Content starts

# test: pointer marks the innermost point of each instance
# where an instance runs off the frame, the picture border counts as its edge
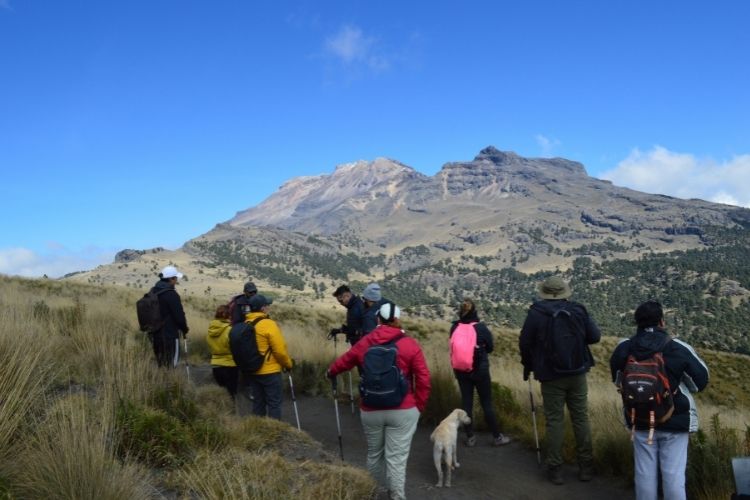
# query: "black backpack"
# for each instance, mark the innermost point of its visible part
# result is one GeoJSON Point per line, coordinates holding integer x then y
{"type": "Point", "coordinates": [565, 342]}
{"type": "Point", "coordinates": [244, 347]}
{"type": "Point", "coordinates": [149, 312]}
{"type": "Point", "coordinates": [382, 385]}
{"type": "Point", "coordinates": [646, 393]}
{"type": "Point", "coordinates": [238, 309]}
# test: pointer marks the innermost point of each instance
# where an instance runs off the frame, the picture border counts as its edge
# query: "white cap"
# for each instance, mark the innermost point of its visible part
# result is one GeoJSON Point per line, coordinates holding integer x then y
{"type": "Point", "coordinates": [171, 272]}
{"type": "Point", "coordinates": [385, 311]}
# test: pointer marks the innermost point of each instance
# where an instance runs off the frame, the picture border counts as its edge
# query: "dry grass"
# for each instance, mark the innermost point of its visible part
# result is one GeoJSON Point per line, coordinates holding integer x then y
{"type": "Point", "coordinates": [90, 382]}
{"type": "Point", "coordinates": [70, 456]}
{"type": "Point", "coordinates": [239, 475]}
{"type": "Point", "coordinates": [60, 398]}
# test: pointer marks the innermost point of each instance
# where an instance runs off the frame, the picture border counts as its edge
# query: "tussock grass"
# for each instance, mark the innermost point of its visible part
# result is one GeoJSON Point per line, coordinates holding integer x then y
{"type": "Point", "coordinates": [69, 456]}
{"type": "Point", "coordinates": [91, 374]}
{"type": "Point", "coordinates": [259, 476]}
{"type": "Point", "coordinates": [24, 375]}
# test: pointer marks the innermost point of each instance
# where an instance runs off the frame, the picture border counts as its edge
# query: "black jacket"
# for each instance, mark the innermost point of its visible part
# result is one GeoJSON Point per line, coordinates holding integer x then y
{"type": "Point", "coordinates": [534, 333]}
{"type": "Point", "coordinates": [171, 310]}
{"type": "Point", "coordinates": [485, 344]}
{"type": "Point", "coordinates": [241, 308]}
{"type": "Point", "coordinates": [355, 311]}
{"type": "Point", "coordinates": [686, 372]}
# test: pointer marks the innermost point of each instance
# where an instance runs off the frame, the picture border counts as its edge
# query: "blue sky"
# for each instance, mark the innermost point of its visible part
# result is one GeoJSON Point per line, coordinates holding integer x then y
{"type": "Point", "coordinates": [143, 123]}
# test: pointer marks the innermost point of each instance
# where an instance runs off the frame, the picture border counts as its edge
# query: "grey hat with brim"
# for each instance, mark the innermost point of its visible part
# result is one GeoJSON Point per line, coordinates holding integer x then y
{"type": "Point", "coordinates": [554, 288]}
{"type": "Point", "coordinates": [372, 293]}
{"type": "Point", "coordinates": [257, 302]}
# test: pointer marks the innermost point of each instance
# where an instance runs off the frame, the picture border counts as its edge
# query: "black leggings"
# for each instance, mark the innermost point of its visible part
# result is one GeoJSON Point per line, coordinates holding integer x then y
{"type": "Point", "coordinates": [482, 382]}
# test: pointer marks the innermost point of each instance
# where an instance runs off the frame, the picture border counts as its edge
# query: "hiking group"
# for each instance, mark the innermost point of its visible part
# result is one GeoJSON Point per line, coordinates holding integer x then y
{"type": "Point", "coordinates": [654, 373]}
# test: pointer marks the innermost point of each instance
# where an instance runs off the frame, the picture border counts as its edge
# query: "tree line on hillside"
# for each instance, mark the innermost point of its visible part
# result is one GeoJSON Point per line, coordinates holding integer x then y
{"type": "Point", "coordinates": [704, 291]}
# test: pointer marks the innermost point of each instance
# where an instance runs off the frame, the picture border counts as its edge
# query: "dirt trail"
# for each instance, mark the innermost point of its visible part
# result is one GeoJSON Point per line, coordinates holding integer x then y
{"type": "Point", "coordinates": [486, 472]}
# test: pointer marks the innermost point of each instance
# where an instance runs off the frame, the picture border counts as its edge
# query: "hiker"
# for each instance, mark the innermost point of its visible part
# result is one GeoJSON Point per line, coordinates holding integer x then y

Content ends

Activity - Out of the records, collect only those lines that contain the string "black".

Answer to the exercise -
# query: "black backpack"
# query: "black jacket"
# query: "black leggings"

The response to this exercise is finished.